## start Exercise materials

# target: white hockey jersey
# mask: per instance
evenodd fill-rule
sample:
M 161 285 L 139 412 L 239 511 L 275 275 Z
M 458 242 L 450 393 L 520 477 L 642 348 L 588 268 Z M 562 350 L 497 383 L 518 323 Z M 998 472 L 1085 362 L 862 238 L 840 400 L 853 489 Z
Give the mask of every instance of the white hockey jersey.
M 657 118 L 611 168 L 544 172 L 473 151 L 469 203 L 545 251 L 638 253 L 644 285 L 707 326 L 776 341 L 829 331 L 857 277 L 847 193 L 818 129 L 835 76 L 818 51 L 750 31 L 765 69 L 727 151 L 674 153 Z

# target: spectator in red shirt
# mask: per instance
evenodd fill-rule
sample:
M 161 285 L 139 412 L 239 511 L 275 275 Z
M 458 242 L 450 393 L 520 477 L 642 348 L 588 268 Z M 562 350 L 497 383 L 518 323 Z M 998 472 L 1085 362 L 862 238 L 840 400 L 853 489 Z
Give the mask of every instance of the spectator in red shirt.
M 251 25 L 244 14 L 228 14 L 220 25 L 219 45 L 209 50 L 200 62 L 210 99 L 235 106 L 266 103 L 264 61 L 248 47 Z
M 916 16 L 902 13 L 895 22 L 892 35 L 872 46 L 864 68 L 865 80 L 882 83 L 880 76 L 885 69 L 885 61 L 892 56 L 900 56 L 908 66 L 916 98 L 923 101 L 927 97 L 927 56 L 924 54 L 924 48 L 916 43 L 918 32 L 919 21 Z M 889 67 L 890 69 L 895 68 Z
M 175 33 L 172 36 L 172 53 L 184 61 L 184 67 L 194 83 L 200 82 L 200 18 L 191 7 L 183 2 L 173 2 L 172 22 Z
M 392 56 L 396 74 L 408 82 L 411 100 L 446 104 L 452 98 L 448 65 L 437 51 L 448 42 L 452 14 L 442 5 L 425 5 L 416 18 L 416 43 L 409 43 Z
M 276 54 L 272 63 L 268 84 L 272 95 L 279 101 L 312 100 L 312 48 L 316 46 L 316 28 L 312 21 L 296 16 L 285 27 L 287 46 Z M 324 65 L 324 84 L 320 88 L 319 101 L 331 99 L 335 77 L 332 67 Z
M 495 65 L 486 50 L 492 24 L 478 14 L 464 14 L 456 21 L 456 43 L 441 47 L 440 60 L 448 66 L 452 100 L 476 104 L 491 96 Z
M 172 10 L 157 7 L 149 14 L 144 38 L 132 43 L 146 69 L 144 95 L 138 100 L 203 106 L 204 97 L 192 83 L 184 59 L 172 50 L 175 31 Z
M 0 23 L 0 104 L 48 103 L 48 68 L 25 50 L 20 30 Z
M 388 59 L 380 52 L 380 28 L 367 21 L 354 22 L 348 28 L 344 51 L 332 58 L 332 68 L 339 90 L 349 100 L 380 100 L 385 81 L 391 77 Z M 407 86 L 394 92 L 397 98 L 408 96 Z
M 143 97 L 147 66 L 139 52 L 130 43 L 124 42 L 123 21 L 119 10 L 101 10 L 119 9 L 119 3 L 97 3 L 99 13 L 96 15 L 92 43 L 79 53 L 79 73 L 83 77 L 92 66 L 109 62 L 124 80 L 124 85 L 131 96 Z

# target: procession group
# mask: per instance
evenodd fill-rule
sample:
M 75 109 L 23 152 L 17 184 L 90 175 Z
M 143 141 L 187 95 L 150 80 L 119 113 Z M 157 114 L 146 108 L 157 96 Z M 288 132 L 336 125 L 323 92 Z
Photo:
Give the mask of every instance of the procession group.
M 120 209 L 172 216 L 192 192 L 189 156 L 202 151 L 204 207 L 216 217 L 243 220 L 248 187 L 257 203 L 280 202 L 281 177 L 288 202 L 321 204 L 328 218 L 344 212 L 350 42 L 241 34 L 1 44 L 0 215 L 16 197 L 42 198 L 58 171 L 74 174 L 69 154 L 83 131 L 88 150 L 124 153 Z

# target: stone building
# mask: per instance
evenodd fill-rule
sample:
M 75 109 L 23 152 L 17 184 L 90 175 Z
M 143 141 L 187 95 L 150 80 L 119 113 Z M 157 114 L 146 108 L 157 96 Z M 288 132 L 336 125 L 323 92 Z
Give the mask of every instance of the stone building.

## end Exercise materials
## start Exercise materials

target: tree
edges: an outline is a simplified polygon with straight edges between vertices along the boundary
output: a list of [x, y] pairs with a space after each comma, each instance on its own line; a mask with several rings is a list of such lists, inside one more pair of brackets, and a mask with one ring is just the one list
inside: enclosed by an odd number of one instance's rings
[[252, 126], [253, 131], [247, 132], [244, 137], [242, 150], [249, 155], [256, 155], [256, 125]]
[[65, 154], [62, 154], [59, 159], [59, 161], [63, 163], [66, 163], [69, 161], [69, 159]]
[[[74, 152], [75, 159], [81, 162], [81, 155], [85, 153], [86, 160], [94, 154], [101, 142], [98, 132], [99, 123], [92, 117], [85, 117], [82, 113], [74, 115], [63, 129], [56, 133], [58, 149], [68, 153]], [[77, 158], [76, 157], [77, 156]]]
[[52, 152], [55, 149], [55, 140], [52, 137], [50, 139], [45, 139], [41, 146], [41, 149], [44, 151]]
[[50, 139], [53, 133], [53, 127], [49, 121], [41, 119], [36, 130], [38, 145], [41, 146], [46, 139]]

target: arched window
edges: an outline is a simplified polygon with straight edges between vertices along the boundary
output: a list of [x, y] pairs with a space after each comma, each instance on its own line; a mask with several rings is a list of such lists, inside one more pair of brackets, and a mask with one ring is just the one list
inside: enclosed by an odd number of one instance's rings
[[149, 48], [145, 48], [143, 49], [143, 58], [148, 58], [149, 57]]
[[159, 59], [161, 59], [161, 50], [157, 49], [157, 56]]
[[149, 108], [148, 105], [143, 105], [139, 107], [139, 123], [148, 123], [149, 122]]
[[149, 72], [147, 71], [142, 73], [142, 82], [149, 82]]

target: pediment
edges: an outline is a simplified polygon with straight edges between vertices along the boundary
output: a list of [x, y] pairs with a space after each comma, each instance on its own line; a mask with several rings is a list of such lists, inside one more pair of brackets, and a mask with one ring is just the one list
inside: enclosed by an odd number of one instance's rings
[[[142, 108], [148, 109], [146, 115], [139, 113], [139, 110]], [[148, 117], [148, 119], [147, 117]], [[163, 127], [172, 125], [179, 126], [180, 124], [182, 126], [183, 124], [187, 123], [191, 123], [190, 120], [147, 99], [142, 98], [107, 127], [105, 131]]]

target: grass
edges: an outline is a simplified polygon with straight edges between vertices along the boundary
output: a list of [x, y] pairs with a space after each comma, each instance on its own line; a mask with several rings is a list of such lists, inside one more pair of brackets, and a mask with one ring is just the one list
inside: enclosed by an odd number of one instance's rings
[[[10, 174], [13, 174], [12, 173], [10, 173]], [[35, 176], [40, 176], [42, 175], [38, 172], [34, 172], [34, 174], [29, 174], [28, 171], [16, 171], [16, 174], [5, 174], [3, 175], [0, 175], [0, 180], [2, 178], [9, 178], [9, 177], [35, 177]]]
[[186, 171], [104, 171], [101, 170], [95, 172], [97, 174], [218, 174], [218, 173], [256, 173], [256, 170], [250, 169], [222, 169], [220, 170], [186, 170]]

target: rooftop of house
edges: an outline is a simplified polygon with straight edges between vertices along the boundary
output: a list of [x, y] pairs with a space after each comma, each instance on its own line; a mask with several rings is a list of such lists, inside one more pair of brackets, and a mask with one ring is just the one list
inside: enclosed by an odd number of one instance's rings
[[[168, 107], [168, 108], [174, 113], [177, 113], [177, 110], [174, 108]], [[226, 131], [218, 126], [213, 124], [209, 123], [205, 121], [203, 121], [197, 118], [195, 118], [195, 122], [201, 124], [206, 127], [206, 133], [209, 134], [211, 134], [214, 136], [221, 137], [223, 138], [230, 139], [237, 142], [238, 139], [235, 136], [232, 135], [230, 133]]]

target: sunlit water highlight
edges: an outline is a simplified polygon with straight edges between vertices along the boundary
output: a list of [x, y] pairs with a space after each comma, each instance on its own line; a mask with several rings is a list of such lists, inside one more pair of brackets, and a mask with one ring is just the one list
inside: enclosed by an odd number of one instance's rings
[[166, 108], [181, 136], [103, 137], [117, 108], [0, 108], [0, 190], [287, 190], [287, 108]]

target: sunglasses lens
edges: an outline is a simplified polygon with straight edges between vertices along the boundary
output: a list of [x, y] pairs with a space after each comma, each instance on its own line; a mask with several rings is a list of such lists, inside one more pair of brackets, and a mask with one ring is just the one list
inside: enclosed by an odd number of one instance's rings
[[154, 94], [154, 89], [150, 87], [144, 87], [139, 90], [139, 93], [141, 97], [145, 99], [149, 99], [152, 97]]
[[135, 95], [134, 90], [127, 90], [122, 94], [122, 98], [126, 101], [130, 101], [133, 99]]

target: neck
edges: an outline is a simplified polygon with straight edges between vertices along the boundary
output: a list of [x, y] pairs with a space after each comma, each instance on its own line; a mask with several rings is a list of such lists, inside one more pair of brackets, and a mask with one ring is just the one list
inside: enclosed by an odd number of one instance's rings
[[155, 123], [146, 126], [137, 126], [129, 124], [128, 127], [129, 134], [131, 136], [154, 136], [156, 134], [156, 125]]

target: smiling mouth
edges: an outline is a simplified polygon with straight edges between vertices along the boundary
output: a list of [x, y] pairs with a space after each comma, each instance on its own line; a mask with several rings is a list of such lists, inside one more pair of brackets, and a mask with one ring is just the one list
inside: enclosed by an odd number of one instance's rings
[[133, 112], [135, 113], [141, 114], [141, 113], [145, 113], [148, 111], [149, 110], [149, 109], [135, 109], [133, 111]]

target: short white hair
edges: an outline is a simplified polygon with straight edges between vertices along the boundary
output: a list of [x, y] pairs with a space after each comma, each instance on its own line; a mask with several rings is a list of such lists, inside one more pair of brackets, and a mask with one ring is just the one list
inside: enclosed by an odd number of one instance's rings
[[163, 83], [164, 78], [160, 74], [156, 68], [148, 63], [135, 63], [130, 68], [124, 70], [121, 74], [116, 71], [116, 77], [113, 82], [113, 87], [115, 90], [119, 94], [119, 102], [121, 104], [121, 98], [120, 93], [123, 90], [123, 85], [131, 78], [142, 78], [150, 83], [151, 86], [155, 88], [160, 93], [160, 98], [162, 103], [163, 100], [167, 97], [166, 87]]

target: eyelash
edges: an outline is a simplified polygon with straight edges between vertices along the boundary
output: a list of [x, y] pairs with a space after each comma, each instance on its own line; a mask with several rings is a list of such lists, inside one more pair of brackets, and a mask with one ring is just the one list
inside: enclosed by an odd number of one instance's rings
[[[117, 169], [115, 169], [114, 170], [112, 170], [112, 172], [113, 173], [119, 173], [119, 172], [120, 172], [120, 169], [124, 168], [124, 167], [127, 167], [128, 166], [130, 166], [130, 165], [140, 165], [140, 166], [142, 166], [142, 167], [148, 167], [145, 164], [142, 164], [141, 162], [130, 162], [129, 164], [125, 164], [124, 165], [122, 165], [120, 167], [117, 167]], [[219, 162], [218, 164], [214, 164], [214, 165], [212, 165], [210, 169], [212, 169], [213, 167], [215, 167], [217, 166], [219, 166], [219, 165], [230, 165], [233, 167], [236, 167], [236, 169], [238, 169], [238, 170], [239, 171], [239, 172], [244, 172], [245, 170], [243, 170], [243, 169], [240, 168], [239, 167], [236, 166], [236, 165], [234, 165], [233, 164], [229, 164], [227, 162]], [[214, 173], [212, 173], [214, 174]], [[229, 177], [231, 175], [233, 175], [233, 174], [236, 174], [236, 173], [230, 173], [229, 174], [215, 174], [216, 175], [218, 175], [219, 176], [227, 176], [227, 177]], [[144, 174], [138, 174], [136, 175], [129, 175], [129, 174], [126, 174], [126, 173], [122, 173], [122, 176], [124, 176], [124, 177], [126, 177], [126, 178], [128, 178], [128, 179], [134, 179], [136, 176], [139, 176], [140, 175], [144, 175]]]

## end Exercise materials
## start Exercise materials

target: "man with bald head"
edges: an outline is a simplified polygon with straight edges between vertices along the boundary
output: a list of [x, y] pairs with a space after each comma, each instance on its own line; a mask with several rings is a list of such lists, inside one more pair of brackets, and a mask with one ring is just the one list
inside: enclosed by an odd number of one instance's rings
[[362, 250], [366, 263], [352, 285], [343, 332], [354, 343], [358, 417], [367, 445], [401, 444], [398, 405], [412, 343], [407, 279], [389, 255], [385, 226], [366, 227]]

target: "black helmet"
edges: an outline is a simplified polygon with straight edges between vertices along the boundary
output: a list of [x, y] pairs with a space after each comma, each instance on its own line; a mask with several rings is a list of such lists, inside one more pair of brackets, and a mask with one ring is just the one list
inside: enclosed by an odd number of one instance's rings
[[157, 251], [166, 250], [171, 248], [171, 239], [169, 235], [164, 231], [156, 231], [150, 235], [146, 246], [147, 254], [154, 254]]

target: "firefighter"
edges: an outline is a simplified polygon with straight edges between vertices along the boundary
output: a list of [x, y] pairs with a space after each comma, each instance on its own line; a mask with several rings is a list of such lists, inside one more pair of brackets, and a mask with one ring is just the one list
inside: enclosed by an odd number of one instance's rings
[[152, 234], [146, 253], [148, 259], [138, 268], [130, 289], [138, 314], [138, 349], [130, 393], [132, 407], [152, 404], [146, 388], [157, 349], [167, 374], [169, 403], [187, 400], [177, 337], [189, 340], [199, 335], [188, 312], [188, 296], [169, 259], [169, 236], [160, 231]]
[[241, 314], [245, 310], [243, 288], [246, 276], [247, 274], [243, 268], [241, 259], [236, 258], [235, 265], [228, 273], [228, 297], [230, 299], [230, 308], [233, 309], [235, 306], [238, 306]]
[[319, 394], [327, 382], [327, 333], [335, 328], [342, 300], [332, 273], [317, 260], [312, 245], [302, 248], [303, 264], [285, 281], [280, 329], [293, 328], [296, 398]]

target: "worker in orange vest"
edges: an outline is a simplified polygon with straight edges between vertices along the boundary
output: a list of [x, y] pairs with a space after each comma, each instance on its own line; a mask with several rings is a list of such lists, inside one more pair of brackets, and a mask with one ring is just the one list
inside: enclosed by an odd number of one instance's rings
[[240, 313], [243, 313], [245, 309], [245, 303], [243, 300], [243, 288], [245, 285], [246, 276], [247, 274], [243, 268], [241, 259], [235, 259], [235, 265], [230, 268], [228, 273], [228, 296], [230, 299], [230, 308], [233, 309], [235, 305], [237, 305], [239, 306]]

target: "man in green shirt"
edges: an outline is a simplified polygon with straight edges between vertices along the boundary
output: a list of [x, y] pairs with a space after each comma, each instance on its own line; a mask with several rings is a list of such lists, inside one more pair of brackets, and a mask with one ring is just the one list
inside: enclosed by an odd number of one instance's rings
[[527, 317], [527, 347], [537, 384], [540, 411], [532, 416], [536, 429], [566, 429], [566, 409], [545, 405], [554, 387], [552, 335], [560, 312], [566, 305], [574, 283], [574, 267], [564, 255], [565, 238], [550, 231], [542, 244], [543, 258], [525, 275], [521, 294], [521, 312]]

## end Exercise materials

→ **Work required**
Copy out the lines of the listing verbatim, starting at the line that contains "target: grass" and ending at the line that contains "170], [186, 170]]".

→ **Exercise output**
target: grass
edges: an outline is a simplified polygon with straight edges between vertices along the boundary
output: a list of [x, y] pairs with a space after each comma, each instance on its own line; a mask with several rings is a list of such lists, inside one more pair of brackets, and a mask with one ring is just the one list
inside: enclosed by an odd number of one instance's rings
[[[10, 174], [13, 174], [12, 173], [10, 173]], [[35, 176], [40, 176], [42, 175], [38, 172], [34, 172], [34, 174], [29, 174], [28, 171], [16, 171], [16, 174], [5, 174], [3, 175], [0, 175], [0, 180], [2, 178], [9, 178], [9, 177], [35, 177]]]
[[186, 171], [104, 171], [101, 170], [95, 172], [97, 174], [218, 174], [218, 173], [256, 173], [256, 170], [250, 169], [222, 169], [220, 170], [186, 170]]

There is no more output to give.